(Excerpted passage begins)

2

I am new to Pig and I want to use Pig to load data from a path. The path is dynamic and is stored in a txt file. Say we have a txt file called pigInputPath.txt In the pig script, I plan to do the following:

First load the path using:

InputPath = Load 'pigInputPath.txt' USING PigStorage();

Second load data from the path using:

Data = Load 'someprefix' + InputPath + 'somepostfix' USING PigStorage();

But this would not work. I also tried CONCAT but it also gives me an error. Can someone help me with this. Thanks a lot!

Rocking chief
  • 1,039
  • 3
  • 17
  • 31

1 Answers1

1

First, find a way to pass your input path as a parameter. (References: Hadoop Pig: Passing Command Line Arguments, https://wiki.apache.org/pig/ParameterSubstitution)

Lets say you invoke your script as pig -f script.pig -param inputPath=blah

You could then LOAD from that path with required prefix and postfix as follows:

Data = LOAD 'someprefix$inputPath/somepostfix' USING PigStorage();

The catch for the somepostfix string is that is needs to be separated from the parameter using a / or other such special characters to tell pig that the string is not a part of the parameter name.

One option to avoid using special characters is by doing the following:

%default prefix 'someprefix'
%default postfix 'somepostfix'
Data = LOAD '$prefix$inputPath$postfix' USING PigStorage();
Rajeev Atmakuri
  • 888
  • 1
  • 10
  • 22

(Excerpted passage ends)
(Source information begins)

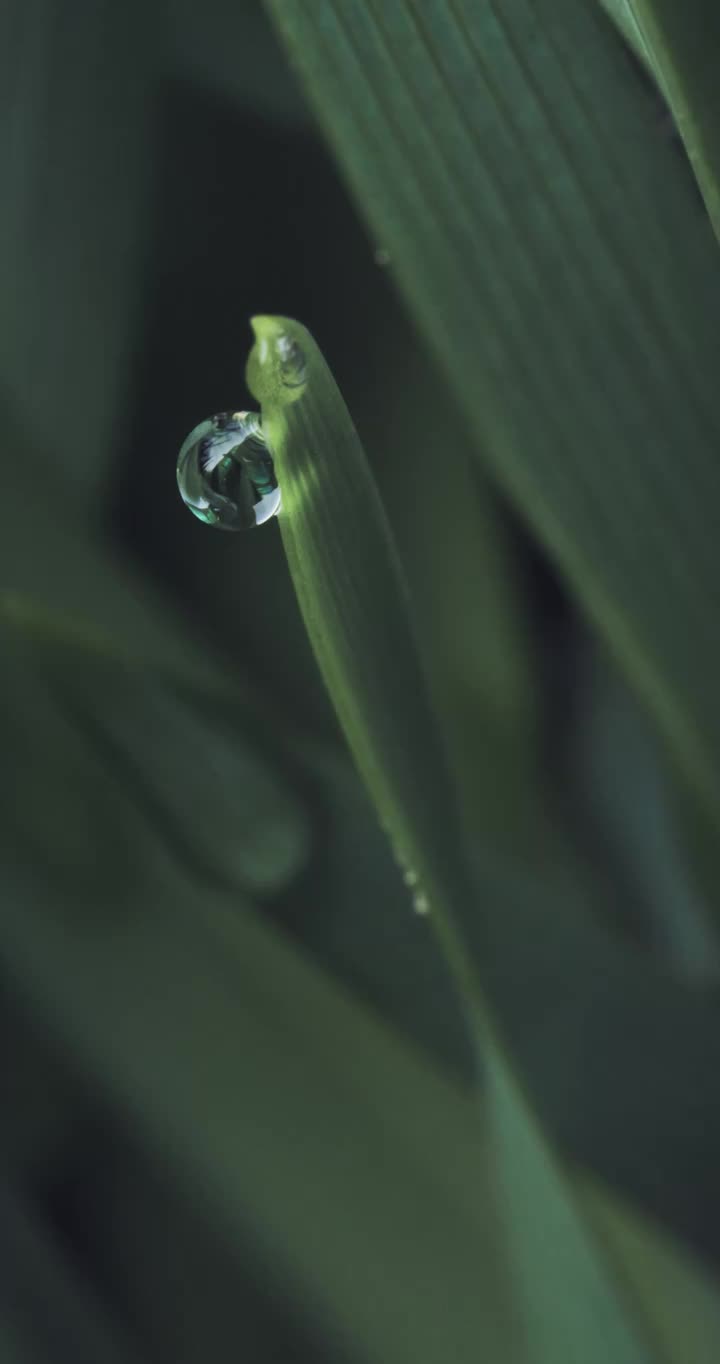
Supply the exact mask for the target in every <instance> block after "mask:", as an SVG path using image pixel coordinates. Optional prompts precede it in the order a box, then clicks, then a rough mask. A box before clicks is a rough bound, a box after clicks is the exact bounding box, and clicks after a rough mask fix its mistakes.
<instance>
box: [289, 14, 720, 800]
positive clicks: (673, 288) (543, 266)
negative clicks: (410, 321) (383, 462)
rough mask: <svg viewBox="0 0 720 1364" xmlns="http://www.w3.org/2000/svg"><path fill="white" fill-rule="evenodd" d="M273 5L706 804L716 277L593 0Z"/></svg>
mask: <svg viewBox="0 0 720 1364" xmlns="http://www.w3.org/2000/svg"><path fill="white" fill-rule="evenodd" d="M269 7H270V11H271V14H273V16H274V19H275V23H277V26H278V30H280V31H281V34H282V37H284V38H285V41H286V44H288V48H289V49H290V52H292V57H293V61H295V63H296V67H297V70H299V71H300V74H301V76H303V78H304V83H305V90H307V93H308V97H310V100H311V102H312V105H314V108H315V110H316V113H318V116H319V119H320V121H322V124H323V127H325V130H326V132H327V136H329V139H330V142H331V143H333V146H334V149H335V153H337V155H338V160H340V164H341V166H342V169H344V172H345V175H346V176H348V179H349V181H350V186H352V188H353V191H355V195H356V199H357V202H359V205H360V207H361V211H363V213H364V214H365V216H367V218H368V221H370V225H371V228H372V231H374V233H375V235H376V237H378V240H380V241H382V243H383V244H386V246H387V250H389V252H390V258H391V261H393V262H394V266H393V267H394V271H395V277H397V280H398V284H400V286H401V288H402V291H404V293H405V296H406V299H408V300H409V303H410V306H412V308H413V311H415V314H416V316H417V319H419V321H420V323H421V326H423V329H424V331H425V334H427V337H428V340H430V342H431V345H432V348H434V352H435V355H436V357H438V361H439V364H442V367H443V370H445V372H446V375H447V378H449V381H450V383H451V385H453V386H454V391H455V394H457V398H458V402H461V404H462V405H464V408H465V411H466V413H468V416H469V419H470V421H472V423H473V427H475V431H476V435H477V439H479V454H480V457H483V458H488V460H490V461H491V464H492V468H494V471H495V475H496V477H498V479H499V480H500V481H502V483H503V486H505V487H506V488H507V490H509V491H510V494H511V496H513V498H514V501H515V503H517V505H518V507H521V510H522V513H524V516H525V517H526V518H528V520H529V521H530V524H532V527H533V528H535V531H536V532H537V535H539V536H540V537H541V539H543V542H544V543H545V546H547V547H548V548H550V551H551V554H552V555H554V558H555V559H556V562H558V563H559V566H560V567H562V570H563V573H565V576H566V577H567V580H569V581H570V584H571V585H573V588H574V591H575V593H577V596H578V599H580V602H581V604H582V606H584V608H585V611H586V612H588V614H589V615H590V617H592V619H593V621H595V623H596V626H597V627H599V629H600V632H601V633H603V634H604V636H605V637H607V638H608V641H610V644H611V647H612V651H614V653H615V656H616V657H618V659H619V660H620V663H622V666H623V668H625V670H626V671H627V674H629V675H630V678H631V681H633V683H634V686H635V689H638V690H640V692H641V693H642V694H644V697H645V701H646V704H648V705H649V707H650V708H652V711H653V713H655V717H656V722H657V723H659V724H660V726H661V728H663V731H664V734H665V737H667V738H668V739H670V742H671V743H672V747H674V752H675V753H676V756H678V757H679V760H680V761H682V764H683V767H685V769H686V772H687V773H689V775H690V777H691V780H693V782H694V783H695V786H697V787H698V788H701V790H702V792H704V798H705V801H706V802H708V803H709V805H710V807H712V810H713V817H715V820H717V818H719V817H720V814H719V812H720V722H719V713H717V705H716V696H717V686H719V683H720V675H719V664H720V659H719V655H717V649H716V648H715V619H716V602H715V588H713V584H715V562H716V550H715V507H716V506H717V502H719V499H720V471H719V466H717V460H716V450H717V445H719V441H720V402H719V397H717V385H716V375H715V368H716V367H715V349H716V336H715V333H716V325H715V316H716V314H717V310H719V307H720V270H719V265H717V256H716V248H715V243H713V240H712V233H710V231H709V226H708V224H706V221H704V218H702V216H701V214H698V211H697V203H695V201H694V196H693V192H691V187H690V184H689V183H687V176H686V173H685V168H683V165H682V164H680V162H679V160H678V157H676V154H675V151H674V149H672V147H671V146H668V145H667V139H663V138H661V136H660V135H659V132H657V127H656V119H655V110H653V109H652V106H650V105H649V101H648V94H646V91H645V90H642V89H641V87H640V86H638V85H635V83H634V82H633V75H631V71H630V68H629V65H627V63H626V60H625V56H623V53H622V50H619V48H618V44H616V41H615V35H614V34H612V31H611V29H610V26H608V25H607V20H605V16H604V15H601V14H600V11H599V10H597V8H596V7H593V5H589V4H577V3H575V0H536V3H530V0H509V3H507V4H505V3H503V4H502V5H499V4H485V5H480V7H477V5H472V4H469V3H466V0H454V3H453V4H451V5H446V4H439V3H431V4H428V5H423V7H420V5H419V4H415V3H410V0H391V3H387V4H386V3H383V4H380V3H379V0H372V3H370V4H365V5H357V4H355V3H353V0H322V3H319V4H316V5H308V4H304V3H303V0H289V3H286V0H282V3H280V0H270V4H269ZM678 241H682V243H683V248H682V251H678ZM680 460H682V465H680V462H679V461H680ZM667 544H674V546H680V547H682V548H680V550H679V552H678V554H676V555H668V554H667V552H665V546H667Z"/></svg>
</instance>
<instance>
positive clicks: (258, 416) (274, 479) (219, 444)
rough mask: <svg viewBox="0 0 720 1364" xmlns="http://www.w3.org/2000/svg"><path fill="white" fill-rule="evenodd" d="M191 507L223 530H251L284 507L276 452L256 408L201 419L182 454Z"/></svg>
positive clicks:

(Source information ends)

### Work instruction 1
In the Pig thread, what command does the answer use to invoke the script with a parameter?
### Work instruction 2
Reproduce the Pig thread from "First, find a" to "the parameter name.", substituting "difficulty" for "catch".

### Task answer 1
pig -f script.pig -param inputPath=blah

### Task answer 2
First, find a way to pass your input path as a parameter. (References: Hadoop Pig: Passing Command Line Arguments, https://wiki.apache.org/pig/ParameterSubstitution)

Lets say you invoke your script as pig -f script.pig -param inputPath=blah

You could then LOAD from that path with required prefix and postfix as follows:

Data = LOAD 'someprefix$inputPath/somepostfix' USING PigStorage();

The difficulty for the somepostfix string is that is needs to be separated from the parameter using a / or other such special characters to tell pig that the string is not a part of the parameter name.